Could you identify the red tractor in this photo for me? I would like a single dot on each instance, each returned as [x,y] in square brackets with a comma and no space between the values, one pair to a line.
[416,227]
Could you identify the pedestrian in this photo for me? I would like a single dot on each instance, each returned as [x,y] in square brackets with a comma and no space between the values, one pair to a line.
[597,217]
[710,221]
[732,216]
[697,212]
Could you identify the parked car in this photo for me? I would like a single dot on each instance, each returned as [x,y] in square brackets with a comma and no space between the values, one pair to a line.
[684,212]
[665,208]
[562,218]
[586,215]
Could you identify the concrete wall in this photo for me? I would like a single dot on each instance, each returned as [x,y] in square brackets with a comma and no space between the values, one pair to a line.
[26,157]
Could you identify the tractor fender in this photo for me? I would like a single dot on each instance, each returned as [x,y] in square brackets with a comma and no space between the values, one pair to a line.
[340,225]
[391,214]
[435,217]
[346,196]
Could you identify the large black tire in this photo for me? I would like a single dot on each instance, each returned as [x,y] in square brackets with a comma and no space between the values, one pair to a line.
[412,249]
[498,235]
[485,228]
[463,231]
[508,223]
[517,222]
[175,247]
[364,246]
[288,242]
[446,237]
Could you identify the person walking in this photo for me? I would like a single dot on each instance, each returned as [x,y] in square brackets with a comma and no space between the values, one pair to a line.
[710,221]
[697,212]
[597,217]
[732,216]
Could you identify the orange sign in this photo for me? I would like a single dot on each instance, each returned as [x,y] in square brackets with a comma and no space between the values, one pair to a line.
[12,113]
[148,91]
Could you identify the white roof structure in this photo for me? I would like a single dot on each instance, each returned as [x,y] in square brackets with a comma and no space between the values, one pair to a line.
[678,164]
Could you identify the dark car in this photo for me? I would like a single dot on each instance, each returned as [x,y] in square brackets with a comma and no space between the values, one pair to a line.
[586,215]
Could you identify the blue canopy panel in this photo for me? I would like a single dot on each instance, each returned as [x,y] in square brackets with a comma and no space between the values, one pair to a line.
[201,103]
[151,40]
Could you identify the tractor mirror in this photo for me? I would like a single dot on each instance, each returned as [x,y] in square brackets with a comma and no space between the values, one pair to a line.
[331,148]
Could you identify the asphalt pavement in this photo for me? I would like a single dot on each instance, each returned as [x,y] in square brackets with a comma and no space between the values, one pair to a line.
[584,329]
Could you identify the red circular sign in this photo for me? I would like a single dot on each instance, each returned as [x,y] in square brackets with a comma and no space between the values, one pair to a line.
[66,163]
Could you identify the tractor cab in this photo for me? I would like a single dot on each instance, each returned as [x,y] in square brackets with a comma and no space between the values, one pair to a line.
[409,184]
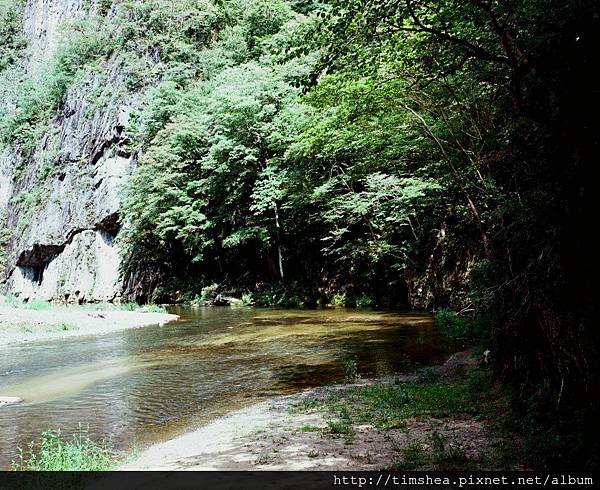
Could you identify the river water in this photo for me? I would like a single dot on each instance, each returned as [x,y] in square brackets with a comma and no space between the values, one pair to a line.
[146,385]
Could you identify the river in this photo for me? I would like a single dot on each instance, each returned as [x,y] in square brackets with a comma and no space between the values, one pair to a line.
[141,386]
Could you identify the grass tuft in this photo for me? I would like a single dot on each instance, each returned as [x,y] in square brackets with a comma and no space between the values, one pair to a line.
[55,453]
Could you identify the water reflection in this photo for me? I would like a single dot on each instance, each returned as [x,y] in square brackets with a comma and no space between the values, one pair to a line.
[145,385]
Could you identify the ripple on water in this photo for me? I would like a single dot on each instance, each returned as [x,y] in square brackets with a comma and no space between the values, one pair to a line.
[145,385]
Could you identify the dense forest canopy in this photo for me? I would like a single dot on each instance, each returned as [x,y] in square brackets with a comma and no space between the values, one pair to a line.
[373,153]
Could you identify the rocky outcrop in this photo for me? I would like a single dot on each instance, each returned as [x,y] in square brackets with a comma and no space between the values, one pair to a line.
[64,224]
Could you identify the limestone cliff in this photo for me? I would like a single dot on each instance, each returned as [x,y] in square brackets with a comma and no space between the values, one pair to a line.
[63,222]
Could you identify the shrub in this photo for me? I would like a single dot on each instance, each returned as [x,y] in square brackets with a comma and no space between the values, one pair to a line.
[55,453]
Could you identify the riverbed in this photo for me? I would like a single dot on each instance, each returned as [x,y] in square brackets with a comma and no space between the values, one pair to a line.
[138,387]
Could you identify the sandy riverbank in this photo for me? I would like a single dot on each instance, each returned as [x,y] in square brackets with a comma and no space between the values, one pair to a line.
[276,435]
[19,325]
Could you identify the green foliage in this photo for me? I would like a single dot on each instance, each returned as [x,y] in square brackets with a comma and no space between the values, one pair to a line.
[13,41]
[351,369]
[454,326]
[35,101]
[55,453]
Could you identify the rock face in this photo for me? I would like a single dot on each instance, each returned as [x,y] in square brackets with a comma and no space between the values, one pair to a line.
[63,246]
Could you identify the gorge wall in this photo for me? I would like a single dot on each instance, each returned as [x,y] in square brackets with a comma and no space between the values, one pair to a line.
[60,201]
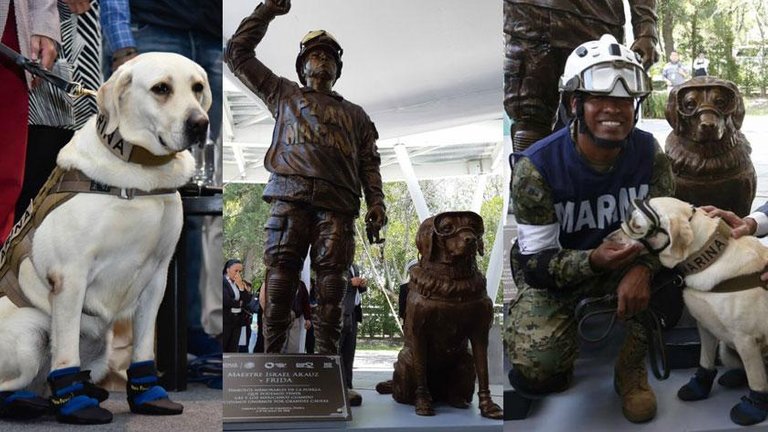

******************************

(WORK REQUIRED) Show each line of the records that contains the word "water", matching case exactly.

(THE RESULT)
Could you identify the river water in this photo for me? I would like a single dot on each instance, each returned as [x,y] in square brackets with a comma and no space between the values, one pair to a line.
Could you identify the water reflection in this photo for me? I would like a single dot on each instance, each returned as [x,y] in square brackets with a comma and no space between the values, one pair to a line.
Could you identify the ripple on water in this photo for me? I would like a single dot on each instance, each returned as [x,y] in square brackets with a comma and no space between the values, one pair to a line.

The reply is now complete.